====== SOURCE INFORMATION ======

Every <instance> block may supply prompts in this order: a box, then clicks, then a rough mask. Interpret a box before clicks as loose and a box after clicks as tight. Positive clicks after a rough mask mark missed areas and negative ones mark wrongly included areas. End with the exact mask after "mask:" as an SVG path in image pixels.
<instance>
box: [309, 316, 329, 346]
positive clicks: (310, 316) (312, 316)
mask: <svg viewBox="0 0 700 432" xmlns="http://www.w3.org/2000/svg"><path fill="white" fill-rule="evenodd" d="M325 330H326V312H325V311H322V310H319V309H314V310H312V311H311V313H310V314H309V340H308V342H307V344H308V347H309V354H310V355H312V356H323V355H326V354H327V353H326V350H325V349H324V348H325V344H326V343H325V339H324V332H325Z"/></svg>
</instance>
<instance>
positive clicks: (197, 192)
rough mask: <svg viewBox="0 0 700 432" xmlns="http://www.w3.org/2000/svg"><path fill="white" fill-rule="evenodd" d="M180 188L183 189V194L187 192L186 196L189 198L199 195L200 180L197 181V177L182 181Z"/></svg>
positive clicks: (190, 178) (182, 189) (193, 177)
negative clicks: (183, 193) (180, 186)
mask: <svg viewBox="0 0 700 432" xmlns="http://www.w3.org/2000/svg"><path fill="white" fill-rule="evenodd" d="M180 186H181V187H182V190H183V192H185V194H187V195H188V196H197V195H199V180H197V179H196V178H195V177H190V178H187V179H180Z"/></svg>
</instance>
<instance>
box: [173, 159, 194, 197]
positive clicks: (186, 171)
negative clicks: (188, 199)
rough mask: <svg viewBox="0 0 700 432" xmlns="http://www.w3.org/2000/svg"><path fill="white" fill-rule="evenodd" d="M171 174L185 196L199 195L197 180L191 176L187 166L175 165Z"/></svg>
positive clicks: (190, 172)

======

WHAT THE TASK REQUIRES>
Please find every line in the records that contains the string "fill", and copy each of those lines. Count only matches with the same case.

EXERCISE RESPONSE>
mask: <svg viewBox="0 0 700 432" xmlns="http://www.w3.org/2000/svg"><path fill="white" fill-rule="evenodd" d="M325 330H326V312H325V311H322V310H319V309H314V310H312V311H311V313H310V314H309V340H308V342H307V344H308V347H309V354H310V355H312V356H323V355H326V354H327V353H326V350H325V349H324V348H325V344H326V343H325V339H324V332H325Z"/></svg>
rough mask: <svg viewBox="0 0 700 432" xmlns="http://www.w3.org/2000/svg"><path fill="white" fill-rule="evenodd" d="M180 188L183 189V194L187 192L186 196L189 198L199 195L200 180L197 181V177L182 181Z"/></svg>
mask: <svg viewBox="0 0 700 432" xmlns="http://www.w3.org/2000/svg"><path fill="white" fill-rule="evenodd" d="M180 186H181V187H182V190H183V192H185V194H187V195H188V196H197V195H199V180H197V179H196V178H195V177H190V178H187V179H180Z"/></svg>
rough mask: <svg viewBox="0 0 700 432" xmlns="http://www.w3.org/2000/svg"><path fill="white" fill-rule="evenodd" d="M171 174L185 196L199 195L197 180L191 176L187 166L175 165Z"/></svg>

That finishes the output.